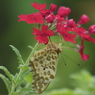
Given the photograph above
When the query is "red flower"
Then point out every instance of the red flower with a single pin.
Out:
(64, 11)
(50, 18)
(67, 36)
(45, 12)
(71, 23)
(81, 32)
(84, 19)
(92, 29)
(32, 18)
(53, 7)
(83, 56)
(38, 6)
(43, 34)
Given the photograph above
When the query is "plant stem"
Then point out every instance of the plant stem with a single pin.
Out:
(32, 52)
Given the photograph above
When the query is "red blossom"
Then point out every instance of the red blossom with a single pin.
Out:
(50, 18)
(53, 7)
(43, 34)
(92, 29)
(45, 12)
(71, 23)
(84, 19)
(38, 6)
(83, 35)
(83, 56)
(67, 36)
(64, 11)
(32, 18)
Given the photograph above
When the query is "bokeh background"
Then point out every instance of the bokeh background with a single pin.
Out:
(19, 34)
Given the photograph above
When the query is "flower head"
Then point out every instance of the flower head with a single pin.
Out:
(92, 29)
(43, 34)
(84, 19)
(64, 11)
(53, 7)
(32, 18)
(38, 6)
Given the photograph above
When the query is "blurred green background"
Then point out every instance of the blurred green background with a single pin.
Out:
(19, 34)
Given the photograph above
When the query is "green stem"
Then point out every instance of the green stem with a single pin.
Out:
(31, 54)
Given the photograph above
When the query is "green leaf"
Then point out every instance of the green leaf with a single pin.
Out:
(19, 57)
(30, 47)
(10, 76)
(6, 81)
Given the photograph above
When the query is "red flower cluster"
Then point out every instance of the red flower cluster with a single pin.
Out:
(59, 24)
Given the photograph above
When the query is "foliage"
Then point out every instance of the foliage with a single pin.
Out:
(83, 82)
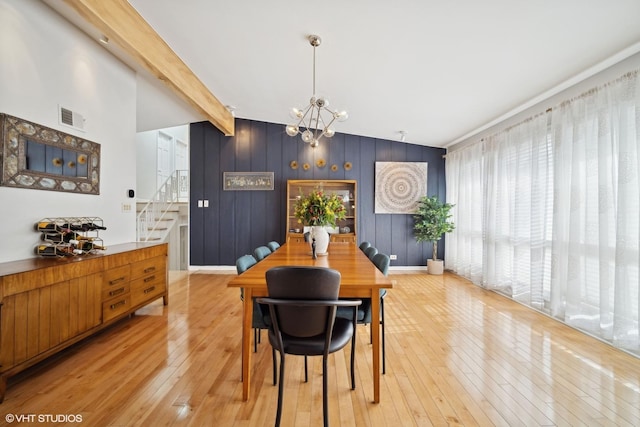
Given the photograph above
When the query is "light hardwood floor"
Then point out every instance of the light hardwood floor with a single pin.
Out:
(456, 355)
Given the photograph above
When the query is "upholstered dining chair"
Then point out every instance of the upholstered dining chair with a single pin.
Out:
(273, 245)
(363, 314)
(261, 252)
(371, 251)
(244, 263)
(302, 303)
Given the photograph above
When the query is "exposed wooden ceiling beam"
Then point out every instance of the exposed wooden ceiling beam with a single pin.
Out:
(119, 21)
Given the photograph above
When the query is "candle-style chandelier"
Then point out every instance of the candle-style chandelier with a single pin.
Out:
(311, 125)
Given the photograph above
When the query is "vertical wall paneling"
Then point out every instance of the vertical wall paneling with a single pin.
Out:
(238, 221)
(196, 192)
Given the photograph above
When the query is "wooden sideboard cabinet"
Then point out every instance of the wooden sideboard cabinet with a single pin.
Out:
(48, 304)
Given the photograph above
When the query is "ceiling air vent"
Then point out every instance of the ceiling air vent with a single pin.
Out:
(71, 118)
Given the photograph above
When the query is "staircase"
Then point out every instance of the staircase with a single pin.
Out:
(157, 217)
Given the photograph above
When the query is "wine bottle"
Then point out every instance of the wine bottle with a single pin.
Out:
(46, 226)
(56, 250)
(63, 236)
(87, 246)
(90, 226)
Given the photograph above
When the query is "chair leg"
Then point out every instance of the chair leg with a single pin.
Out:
(280, 390)
(325, 399)
(353, 357)
(384, 363)
(275, 368)
(255, 340)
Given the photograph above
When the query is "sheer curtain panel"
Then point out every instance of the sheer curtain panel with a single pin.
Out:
(548, 212)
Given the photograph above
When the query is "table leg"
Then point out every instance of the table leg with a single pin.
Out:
(375, 335)
(246, 342)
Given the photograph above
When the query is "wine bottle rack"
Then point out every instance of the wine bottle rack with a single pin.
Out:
(69, 236)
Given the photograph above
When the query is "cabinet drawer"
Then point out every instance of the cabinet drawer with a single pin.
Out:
(156, 265)
(115, 307)
(146, 288)
(122, 288)
(115, 278)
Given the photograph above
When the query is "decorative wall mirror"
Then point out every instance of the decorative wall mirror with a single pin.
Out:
(37, 157)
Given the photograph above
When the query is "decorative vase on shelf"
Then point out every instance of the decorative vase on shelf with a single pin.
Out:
(321, 236)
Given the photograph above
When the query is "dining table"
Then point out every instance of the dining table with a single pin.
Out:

### Problem requirements
Return the records verbatim, minus pictures.

### Your response
Given the photograph above
When the query is "red flower"
Then point out every instance of the red flower with a single pin.
Out:
(64, 11)
(50, 18)
(67, 36)
(45, 12)
(71, 23)
(81, 32)
(84, 19)
(92, 29)
(32, 18)
(53, 7)
(83, 56)
(38, 6)
(43, 34)
Given the photograph above
When the query is "plant stem"
Then point out every instance of the plant stem with a single pin.
Out:
(32, 52)
Given the photograph above
When the query is "red blossom"
Then point out every instance of the red blossom with a single pin.
Out:
(50, 18)
(53, 7)
(43, 34)
(92, 29)
(45, 12)
(71, 23)
(84, 19)
(38, 6)
(83, 35)
(83, 56)
(67, 36)
(64, 11)
(32, 18)
Given the photograph above
When the query is "bokeh background"
Then point out every instance of the bokeh background with a single pin.
Out:
(19, 34)
Given the photograph above
When the query is "flower head"
Then point out every instance of the flower head with a single pin.
Out:
(92, 29)
(43, 34)
(84, 19)
(64, 11)
(53, 7)
(32, 18)
(38, 6)
Given the photograph above
When the query is "blurred green background"
Then point out every instance of the blurred green background with a single pin.
Out:
(19, 34)
Given the photograph above
When the query is "green stem"
Then point out every instance of the green stem with a single pin.
Out:
(31, 54)
Given the photograph above
When the query is "green leaf"
Then point out every instance of the green leaf with a single pin.
Out:
(19, 57)
(30, 47)
(10, 76)
(6, 81)
Given the photograph above
When the query is "red flower cluster"
Then point out every instance of the red flower cluster with a single pin.
Out:
(59, 24)
Given the photograph above
When the query is "foliage"
Then point out every instance of the foliage with a single pin.
Out:
(83, 82)
Given the photograph above
When the query is "light hardwood floor"
Then point out every instance of the light hardwood floor with a single pin.
Out:
(456, 355)
Given the photograph above
When the query is "upholstered dining chair"
Then point out every instance of the upholstered dining chair with a single pin.
Out:
(273, 245)
(363, 314)
(261, 252)
(371, 251)
(244, 263)
(302, 303)
Given the photograph above
When the query is "exposed wooden ceiling beam"
Then point out every instance of the exposed wooden ceiling beam with a single pin.
Out:
(119, 21)
Given the photograph above
When the query is "candle-style chandelier"
Then point out every instance of the candle-style chandelier with a single pin.
Out:
(311, 125)
Given the photograph above
When the query is "vertical wall paneling"
Then point out every instance of the vertical wall paneling with a single pin.
Out:
(238, 221)
(196, 192)
Given the photograph above
When the query is "wooden sideboard cabinet"
Then point out every instance of the wooden sideboard cabinet with a single pin.
Out:
(48, 304)
Given the photograph above
When the query is "ceiling air vent"
Then point out every instance of the ceiling air vent with a single pin.
Out:
(71, 118)
Given the photograph above
When the query is "staircase"
Then point out every instance of the staircase with a single pin.
Out:
(157, 217)
Given the photograph above
When the query is "wine bottle"
Then point out every instance of the wine bottle with a single pin.
Out:
(46, 226)
(56, 250)
(63, 236)
(87, 246)
(90, 226)
Given the photograph above
When the query is "chair leg"
Then point out every instance of the chair leg with a single pin.
Out:
(280, 390)
(325, 399)
(353, 357)
(384, 363)
(275, 368)
(255, 340)
Given the photograph above
When the query is "sheer curtain panel"
Then point out every instance of the sheer curtain panel with a single pin.
Out:
(548, 212)
Given the photograph above
When the query is "table leg"
Then point out every instance of the table leg with a single pin.
Out:
(375, 335)
(246, 342)
Given the photograph above
When the query is "wine bottle rack"
Then point out every instance of the wine bottle rack with a single pin.
Out:
(69, 236)
Given the photograph above
When the query is "cabinet drawer"
Then point out every instance of the cabinet drawer with a single pin.
Out:
(156, 265)
(115, 307)
(146, 288)
(122, 288)
(115, 278)
Given the photograph above
When the query is "decorative wall mirror"
Then point out every instance of the decorative wall mirror with a single pin.
Out:
(37, 157)
Given the photograph above
When the query is "decorative vase on shelf"
Then point out every instance of the decorative vase on shelf with a single pin.
Out:
(321, 236)
Given the photograph above
When the query is "dining table"
Then point out every instance of the dining table with a single pin.
Out:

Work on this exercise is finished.